Tidak banyak guru yang mau menulis. Indikatornya bisa kita lihat di toko-toko buku, juga dikoran-koran. Jarang kita temui penulis buku yang profesinya guru. Kalaupun ada hanya segelintir saja. Bahkan faktanya untuk kenaikan pangkat yang mengharuskan guru menghasilkan karya tulis dalam sebuah Penelitian Tindakan Kelas(PTK) saja guru kesulitan untuk membuatnya. Banyak cara kemudian ditempuh untuk bisa naik pangkat, salah satunya dengan membayar tenaga untuk membuatkan karya tulis. Atau bahkan menjiplak karya orang lain. Mengapa guru tidak terbiasa menulis? Padahal aktivitas itu dekat sekali dengan dunia guru. Apakah ada korelasinya jika banyak guru yang kurang mampu menulis dengan kurang profesionalnya guru mengemban jabatannya? Kalau kita telisik sebenarnya ada korelasinya juga menulis dan tingkat profesionalisme guru. Karena akhirnya para guru di tes kembali kompetensi mengajarnya, keprofesionalannya dengan adanya program sertifikasi guru. Sertifikasi guru ditujukan untuk peningkatan profesionalisme dan tingkat kesejahteraan guru. Salah satu syarat penilaian keprofesionalan guru, yaitu menulis buku,artikel, karya ilmiah dan bentuk tulisan lain.

Rangkaian data:
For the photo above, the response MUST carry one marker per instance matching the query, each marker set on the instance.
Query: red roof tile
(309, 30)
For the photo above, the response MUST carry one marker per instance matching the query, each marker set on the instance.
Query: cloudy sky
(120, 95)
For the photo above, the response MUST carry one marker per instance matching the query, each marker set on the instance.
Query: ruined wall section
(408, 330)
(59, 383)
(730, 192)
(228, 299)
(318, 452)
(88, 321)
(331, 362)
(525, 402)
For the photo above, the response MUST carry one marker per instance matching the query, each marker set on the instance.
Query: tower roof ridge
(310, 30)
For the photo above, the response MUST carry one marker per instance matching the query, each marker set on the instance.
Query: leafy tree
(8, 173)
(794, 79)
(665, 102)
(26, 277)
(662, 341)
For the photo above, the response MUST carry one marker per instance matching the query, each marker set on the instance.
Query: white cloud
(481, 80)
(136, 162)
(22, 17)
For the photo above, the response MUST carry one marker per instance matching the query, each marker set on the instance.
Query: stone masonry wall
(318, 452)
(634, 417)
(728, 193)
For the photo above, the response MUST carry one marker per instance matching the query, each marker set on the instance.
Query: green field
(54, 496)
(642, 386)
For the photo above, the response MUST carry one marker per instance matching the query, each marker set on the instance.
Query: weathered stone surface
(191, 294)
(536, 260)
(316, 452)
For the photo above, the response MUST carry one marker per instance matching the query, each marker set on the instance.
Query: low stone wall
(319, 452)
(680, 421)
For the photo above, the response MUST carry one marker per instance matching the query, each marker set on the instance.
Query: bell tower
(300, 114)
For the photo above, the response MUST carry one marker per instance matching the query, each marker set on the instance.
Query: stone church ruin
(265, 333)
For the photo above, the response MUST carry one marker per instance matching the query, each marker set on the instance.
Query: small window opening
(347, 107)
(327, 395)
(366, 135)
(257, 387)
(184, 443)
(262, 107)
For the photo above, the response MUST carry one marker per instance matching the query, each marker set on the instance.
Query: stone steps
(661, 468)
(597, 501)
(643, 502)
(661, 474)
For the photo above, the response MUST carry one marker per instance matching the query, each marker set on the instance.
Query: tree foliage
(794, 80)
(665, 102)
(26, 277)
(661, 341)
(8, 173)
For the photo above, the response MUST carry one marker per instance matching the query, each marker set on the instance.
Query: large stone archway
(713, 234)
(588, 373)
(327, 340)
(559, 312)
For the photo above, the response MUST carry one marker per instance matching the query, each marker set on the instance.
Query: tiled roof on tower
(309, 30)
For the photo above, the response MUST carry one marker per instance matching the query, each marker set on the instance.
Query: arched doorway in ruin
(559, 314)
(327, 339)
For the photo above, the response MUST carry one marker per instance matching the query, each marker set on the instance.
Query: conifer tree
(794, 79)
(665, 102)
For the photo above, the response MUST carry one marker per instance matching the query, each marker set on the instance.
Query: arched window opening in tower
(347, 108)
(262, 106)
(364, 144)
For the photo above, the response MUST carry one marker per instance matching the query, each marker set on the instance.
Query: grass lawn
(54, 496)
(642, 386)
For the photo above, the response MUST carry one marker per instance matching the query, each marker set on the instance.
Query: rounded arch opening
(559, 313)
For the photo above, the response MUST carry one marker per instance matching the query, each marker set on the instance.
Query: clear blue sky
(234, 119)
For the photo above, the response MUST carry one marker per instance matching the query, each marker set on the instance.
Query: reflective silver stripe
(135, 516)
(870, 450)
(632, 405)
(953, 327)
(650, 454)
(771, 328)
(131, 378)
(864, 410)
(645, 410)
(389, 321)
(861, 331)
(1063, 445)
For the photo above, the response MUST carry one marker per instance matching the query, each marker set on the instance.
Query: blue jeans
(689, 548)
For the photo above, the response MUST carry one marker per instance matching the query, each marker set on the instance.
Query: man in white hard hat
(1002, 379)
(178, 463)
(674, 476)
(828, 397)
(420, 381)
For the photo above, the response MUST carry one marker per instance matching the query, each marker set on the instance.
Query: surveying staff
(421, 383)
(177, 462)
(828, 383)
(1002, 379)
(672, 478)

[Uraian Tugas] Tuliskan kembali seluruh teks tentang kebiasaan menulis guru tanpa mengubah satu kata atau tanda baca pun. Data di atas diambil dari sumber lain, bukan dari teks tentang kebiasaan menulis guru.

[Jawaban Latihan]
Tidak banyak guru yang mau menulis. Indikatornya bisa kita lihat di toko-toko buku, juga dikoran-koran. Jarang kita temui penulis buku yang profesinya guru. Kalaupun ada hanya segelintir saja. Bahkan faktanya untuk kenaikan pangkat yang mengharuskan guru menghasilkan karya tulis dalam sebuah Penelitian Tindakan Kelas(PTK) saja guru kesulitan untuk membuatnya. Banyak cara kemudian ditempuh untuk bisa naik pangkat, salah satunya dengan membayar tenaga untuk membuatkan karya tulis. Atau bahkan menjiplak karya orang lain. Mengapa guru tidak terbiasa menulis? Padahal aktivitas itu dekat sekali dengan dunia guru. Apakah ada korelasinya jika banyak guru yang kurang mampu menulis dengan kurang profesionalnya guru mengemban jabatannya? Kalau kita telisik sebenarnya ada korelasinya juga menulis dan tingkat profesionalisme guru. Karena akhirnya para guru di tes kembali kompetensi mengajarnya, keprofesionalannya dengan adanya program sertifikasi guru. Sertifikasi guru ditujukan untuk peningkatan profesionalisme dan tingkat kesejahteraan guru. Salah satu syarat penilaian keprofesionalan guru, yaitu menulis buku,artikel, karya ilmiah dan bentuk tulisan lain.